- _Source material_
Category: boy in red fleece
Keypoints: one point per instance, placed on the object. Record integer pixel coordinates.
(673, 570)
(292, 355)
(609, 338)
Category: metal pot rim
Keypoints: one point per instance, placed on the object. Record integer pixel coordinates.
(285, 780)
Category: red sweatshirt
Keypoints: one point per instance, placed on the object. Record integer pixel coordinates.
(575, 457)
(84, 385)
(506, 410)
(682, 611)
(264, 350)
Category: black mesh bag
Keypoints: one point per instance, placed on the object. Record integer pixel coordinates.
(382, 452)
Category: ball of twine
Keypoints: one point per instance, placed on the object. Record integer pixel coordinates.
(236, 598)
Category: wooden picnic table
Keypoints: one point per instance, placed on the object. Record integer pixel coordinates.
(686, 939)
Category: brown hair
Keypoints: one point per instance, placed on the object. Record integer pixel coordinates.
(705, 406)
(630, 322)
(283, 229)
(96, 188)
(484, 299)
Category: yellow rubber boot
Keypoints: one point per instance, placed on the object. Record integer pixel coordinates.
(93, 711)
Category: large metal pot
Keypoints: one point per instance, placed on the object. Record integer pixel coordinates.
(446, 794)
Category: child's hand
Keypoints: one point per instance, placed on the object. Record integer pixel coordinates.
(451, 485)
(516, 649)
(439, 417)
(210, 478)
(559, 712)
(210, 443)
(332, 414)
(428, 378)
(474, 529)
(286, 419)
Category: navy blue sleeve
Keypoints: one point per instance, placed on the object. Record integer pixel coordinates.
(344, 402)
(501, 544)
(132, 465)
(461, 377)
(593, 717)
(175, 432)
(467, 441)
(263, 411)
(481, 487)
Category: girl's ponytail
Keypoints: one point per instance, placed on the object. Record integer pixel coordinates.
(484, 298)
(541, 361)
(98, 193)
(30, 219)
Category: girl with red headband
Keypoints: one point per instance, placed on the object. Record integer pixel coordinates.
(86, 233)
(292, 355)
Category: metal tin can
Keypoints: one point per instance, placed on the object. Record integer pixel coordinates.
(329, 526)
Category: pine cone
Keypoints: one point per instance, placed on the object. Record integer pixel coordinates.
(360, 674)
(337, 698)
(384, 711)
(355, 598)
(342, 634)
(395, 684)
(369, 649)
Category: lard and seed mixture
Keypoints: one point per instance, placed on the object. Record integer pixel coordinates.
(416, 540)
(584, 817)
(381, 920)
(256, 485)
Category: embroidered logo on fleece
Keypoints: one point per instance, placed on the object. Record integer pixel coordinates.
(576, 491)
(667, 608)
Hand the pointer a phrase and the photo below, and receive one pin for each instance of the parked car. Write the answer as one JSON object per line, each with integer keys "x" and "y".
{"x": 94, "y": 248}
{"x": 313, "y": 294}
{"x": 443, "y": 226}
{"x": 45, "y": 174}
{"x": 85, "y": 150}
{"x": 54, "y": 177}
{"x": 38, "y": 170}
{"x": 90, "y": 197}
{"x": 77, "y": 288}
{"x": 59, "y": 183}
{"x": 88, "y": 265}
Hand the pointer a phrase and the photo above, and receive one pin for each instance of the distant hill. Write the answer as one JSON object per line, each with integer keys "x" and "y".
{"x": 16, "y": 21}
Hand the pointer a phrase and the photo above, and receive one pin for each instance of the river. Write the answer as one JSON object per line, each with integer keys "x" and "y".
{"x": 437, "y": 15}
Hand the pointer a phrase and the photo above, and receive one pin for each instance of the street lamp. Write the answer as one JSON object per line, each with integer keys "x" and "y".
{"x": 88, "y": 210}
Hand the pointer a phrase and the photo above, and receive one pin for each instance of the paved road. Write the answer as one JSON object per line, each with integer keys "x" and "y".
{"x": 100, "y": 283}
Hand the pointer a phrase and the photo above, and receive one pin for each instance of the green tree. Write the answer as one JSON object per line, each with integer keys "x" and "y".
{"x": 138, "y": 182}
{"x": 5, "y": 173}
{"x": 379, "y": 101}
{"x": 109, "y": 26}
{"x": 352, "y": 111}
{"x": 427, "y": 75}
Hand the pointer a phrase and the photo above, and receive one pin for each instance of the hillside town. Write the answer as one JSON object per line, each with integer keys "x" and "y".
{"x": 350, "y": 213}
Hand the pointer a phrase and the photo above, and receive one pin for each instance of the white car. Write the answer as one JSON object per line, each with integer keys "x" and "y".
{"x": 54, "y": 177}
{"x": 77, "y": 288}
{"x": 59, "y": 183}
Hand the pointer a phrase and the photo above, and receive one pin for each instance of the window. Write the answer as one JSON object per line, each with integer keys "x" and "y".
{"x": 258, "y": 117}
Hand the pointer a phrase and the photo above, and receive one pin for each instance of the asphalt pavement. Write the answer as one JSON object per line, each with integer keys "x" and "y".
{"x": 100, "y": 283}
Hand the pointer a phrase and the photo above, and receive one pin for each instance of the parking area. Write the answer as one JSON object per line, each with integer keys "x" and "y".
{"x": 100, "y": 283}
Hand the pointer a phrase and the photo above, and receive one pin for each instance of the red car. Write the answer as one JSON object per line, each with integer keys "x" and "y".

- _How to complete this task_
Throughout the material above, find every line holding "girl" and copy it.

- _Solution to this task_
Category: girl's ponytail
Category: girl with red headband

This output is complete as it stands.